• **WHAT IS BEING ASKED**
Rescale the entries starting at the line containing "box the building" and ending at the last line of the entries. Reproduce every one of those lines, multiplying each box coordinate that follows "Output:" by 1.75 and rounding to whole numbers with halves rounded up, and leave every other line and number unchanged.

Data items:
►

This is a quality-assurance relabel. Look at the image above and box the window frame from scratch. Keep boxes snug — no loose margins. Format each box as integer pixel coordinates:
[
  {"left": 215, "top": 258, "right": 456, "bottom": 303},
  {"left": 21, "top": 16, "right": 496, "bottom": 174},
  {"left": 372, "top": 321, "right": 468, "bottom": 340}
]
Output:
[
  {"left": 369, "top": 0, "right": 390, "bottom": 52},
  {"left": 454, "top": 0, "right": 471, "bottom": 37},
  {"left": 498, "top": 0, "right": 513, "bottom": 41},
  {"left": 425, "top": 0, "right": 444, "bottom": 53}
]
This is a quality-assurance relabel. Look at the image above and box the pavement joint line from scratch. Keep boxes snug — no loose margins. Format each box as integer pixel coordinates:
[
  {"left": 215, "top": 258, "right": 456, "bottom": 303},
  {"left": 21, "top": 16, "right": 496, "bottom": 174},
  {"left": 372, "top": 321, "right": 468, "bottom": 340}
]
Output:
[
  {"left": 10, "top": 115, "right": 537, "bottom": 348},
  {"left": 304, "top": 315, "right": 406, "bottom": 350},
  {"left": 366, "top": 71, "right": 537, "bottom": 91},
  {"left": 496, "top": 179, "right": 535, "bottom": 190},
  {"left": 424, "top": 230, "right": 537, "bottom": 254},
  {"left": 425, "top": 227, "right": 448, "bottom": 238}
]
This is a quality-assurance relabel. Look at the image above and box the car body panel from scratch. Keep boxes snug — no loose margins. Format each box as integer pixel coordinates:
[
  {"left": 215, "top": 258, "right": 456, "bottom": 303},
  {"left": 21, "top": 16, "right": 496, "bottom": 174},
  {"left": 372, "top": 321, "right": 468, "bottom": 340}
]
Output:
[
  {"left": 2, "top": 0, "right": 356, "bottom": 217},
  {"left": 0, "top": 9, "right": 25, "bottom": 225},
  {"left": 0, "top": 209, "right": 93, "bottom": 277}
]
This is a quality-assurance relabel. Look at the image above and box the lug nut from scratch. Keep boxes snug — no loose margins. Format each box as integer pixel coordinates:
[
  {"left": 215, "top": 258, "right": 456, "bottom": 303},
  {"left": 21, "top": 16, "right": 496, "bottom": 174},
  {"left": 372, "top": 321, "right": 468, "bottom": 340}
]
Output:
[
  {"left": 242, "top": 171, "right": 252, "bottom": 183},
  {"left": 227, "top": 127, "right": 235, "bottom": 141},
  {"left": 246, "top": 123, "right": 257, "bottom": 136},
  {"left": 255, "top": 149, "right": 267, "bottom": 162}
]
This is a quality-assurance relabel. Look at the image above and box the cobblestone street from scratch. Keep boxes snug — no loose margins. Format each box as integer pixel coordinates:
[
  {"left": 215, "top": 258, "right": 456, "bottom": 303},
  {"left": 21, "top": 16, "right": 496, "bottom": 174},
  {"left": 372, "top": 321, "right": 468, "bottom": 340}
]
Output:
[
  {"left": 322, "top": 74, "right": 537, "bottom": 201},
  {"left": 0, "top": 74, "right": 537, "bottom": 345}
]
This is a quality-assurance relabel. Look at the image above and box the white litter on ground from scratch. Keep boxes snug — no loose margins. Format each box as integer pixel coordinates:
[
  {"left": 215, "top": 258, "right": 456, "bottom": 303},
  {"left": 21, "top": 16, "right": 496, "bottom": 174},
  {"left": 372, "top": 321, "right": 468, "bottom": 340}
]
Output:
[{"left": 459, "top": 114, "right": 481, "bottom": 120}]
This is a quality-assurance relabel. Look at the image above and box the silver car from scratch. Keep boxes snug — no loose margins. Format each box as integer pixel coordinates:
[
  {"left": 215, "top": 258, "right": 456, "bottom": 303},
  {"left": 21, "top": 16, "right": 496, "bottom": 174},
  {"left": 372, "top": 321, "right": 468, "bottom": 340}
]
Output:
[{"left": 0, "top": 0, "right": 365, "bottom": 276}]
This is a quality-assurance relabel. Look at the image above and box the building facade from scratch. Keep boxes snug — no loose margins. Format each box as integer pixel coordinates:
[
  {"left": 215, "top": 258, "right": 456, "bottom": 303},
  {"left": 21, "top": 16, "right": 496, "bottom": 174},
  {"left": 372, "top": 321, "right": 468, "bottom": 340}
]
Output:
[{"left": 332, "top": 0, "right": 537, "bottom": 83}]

◄

• **EXERCISE OUTPUT**
This is a quality-assurance relabel. Look at the image above and box the building facade from scratch. Keep boxes snug — no loose margins. Format each box as integer pixel coordinates:
[
  {"left": 215, "top": 258, "right": 456, "bottom": 303},
  {"left": 21, "top": 16, "right": 496, "bottom": 174},
  {"left": 372, "top": 321, "right": 468, "bottom": 340}
]
Output:
[{"left": 581, "top": 0, "right": 940, "bottom": 145}]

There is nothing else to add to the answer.